* Aim:
Convert each line of the records below into a Markdown table with the columns Row and Line, numbering the rows and leaving out blank lines. Keep the pictures out of the answer.

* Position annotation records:
★ ★ ★

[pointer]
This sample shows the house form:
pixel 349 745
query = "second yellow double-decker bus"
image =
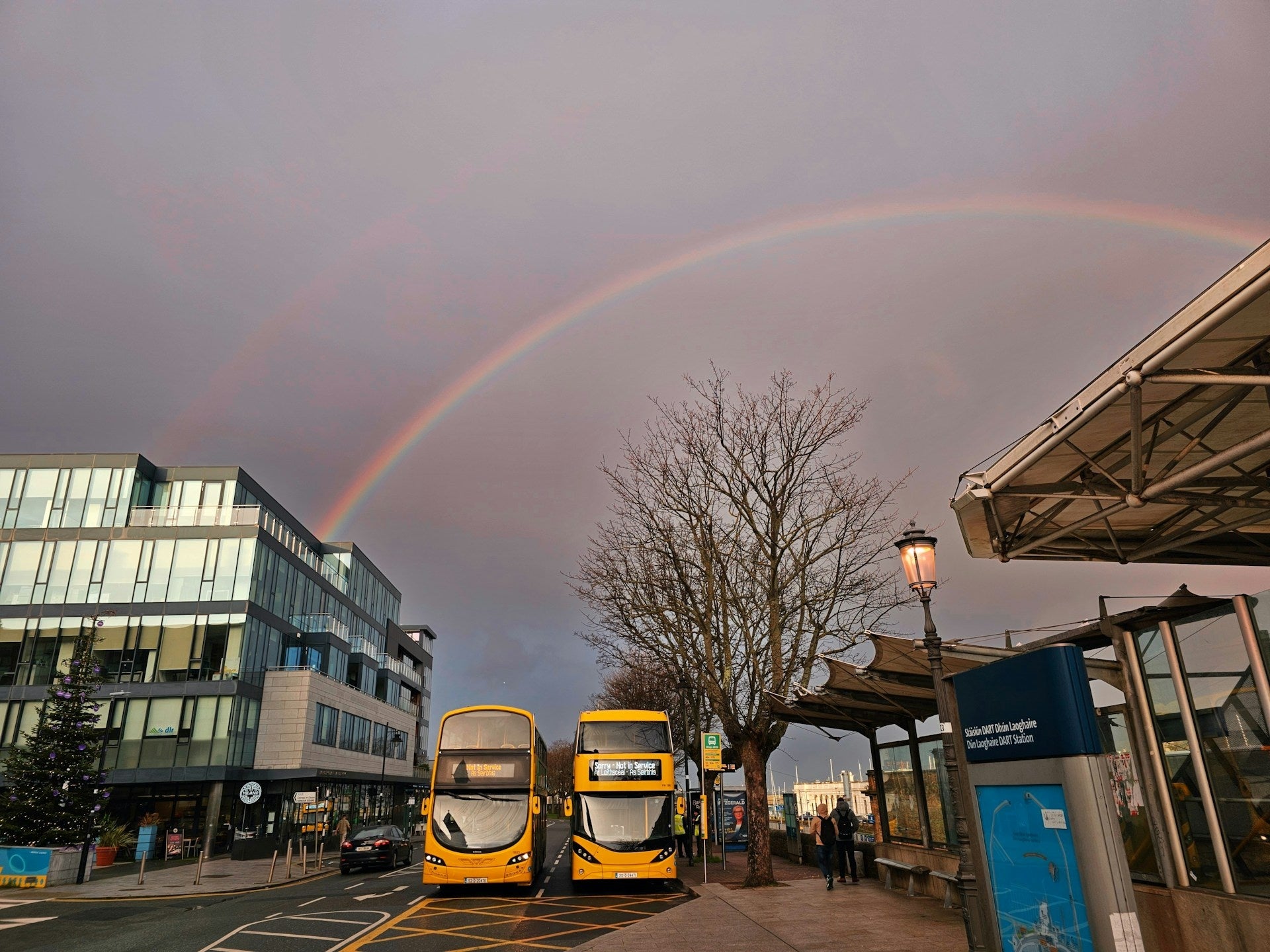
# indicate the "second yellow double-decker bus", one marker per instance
pixel 622 808
pixel 486 822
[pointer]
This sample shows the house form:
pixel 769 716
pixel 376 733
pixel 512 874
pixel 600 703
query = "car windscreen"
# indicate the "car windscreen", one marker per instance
pixel 479 822
pixel 625 823
pixel 624 738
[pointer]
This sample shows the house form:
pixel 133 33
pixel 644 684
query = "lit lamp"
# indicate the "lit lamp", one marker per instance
pixel 917 556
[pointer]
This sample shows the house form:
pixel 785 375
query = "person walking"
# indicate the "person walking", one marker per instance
pixel 847 823
pixel 826 840
pixel 681 838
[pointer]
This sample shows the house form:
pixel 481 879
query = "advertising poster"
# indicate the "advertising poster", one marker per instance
pixel 1032 867
pixel 736 819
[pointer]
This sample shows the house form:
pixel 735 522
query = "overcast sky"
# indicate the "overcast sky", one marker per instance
pixel 266 234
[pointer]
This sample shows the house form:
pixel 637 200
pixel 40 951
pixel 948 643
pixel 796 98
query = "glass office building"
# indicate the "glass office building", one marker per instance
pixel 238 645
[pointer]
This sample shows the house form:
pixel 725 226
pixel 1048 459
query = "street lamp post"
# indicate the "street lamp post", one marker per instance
pixel 394 739
pixel 917 555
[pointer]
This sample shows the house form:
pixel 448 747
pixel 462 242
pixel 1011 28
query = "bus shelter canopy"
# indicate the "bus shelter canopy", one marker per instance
pixel 893 688
pixel 1165 457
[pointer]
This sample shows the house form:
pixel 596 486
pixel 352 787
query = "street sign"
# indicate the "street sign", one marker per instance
pixel 251 793
pixel 712 752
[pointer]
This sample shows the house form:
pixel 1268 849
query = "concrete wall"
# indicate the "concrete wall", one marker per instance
pixel 287 715
pixel 1198 920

★ ★ ★

* Exercise output:
| Row | Line |
|---|---|
| 1 | [pointer] |
| 2 | This sample shows the house form: |
| 3 | pixel 349 745 |
| 4 | query = "second yellow double-decker bus" |
| 5 | image = |
| 6 | # indicate the "second yellow double-decker bus", one marker per instance |
| 7 | pixel 622 808 |
| 8 | pixel 486 822 |
| 9 | [pointer] |
| 10 | This sample shows the house form: |
| 11 | pixel 769 716 |
| 12 | pixel 376 733 |
| 13 | pixel 512 874 |
| 14 | pixel 600 703 |
| 15 | query = "car windscreen" |
| 16 | # indicate the "car windscreen", one marker per instance |
| 17 | pixel 479 822 |
| 18 | pixel 625 823 |
| 19 | pixel 624 738 |
| 20 | [pointer] |
| 21 | This sample shows the house form: |
| 22 | pixel 133 33 |
| 23 | pixel 644 684 |
| 24 | query = "lit lamp" |
| 25 | # indicate the "lit lamp", one marker per instance |
| 26 | pixel 917 556 |
| 27 | [pointer] |
| 28 | This sample shows the house form: |
| 29 | pixel 785 375 |
| 30 | query = "person walking" |
| 31 | # indicate the "person walking", one marker per instance |
| 32 | pixel 847 823 |
| 33 | pixel 826 840 |
| 34 | pixel 681 838 |
| 35 | [pointer] |
| 36 | This sample shows the house form: |
| 37 | pixel 481 879 |
| 38 | query = "advertising poster" |
| 39 | # indicate the "advertising poster", one marker per instance |
| 40 | pixel 1032 867 |
| 41 | pixel 736 819 |
| 42 | [pointer] |
| 43 | This sample shows the house form: |
| 44 | pixel 735 522 |
| 45 | query = "overcast sky" |
| 46 | # indicate the "overcast sky", one marker per instance |
| 47 | pixel 266 234 |
| 48 | [pointer] |
| 49 | This sample shows the house form: |
| 50 | pixel 637 200 |
| 51 | pixel 40 951 |
| 52 | pixel 948 643 |
| 53 | pixel 796 98 |
| 54 | query = "glass office building" |
| 55 | # indicate the "glass office building", one marker per instance |
| 56 | pixel 238 645 |
| 57 | [pointer] |
| 58 | This sample shows the house form: |
| 59 | pixel 725 226 |
| 60 | pixel 1048 459 |
| 61 | query = "street lamp post" |
| 62 | # indicate the "street lamp post", one marker per instance |
| 63 | pixel 394 739 |
| 64 | pixel 917 555 |
| 65 | [pointer] |
| 66 | This sample shows the house form: |
| 67 | pixel 448 747 |
| 68 | pixel 462 242 |
| 69 | pixel 1011 28 |
| 70 | query = "bus shelter canopy" |
| 71 | # indicate the "bus shelter canopy", one marker per instance |
| 72 | pixel 893 688 |
| 73 | pixel 1165 457 |
| 74 | [pointer] |
| 75 | This sample shows the house form: |
| 76 | pixel 596 486 |
| 77 | pixel 352 787 |
| 78 | query = "street sign" |
| 79 | # indicate the "street sign", one marker per instance |
| 80 | pixel 251 793 |
| 81 | pixel 712 752 |
| 82 | [pointer] |
| 83 | This sample shows the house form: |
| 84 | pixel 1268 849 |
| 85 | query = "concrete wall" |
| 86 | # indicate the "concrete wall", one marker per instance |
| 87 | pixel 287 715 |
| 88 | pixel 1198 920 |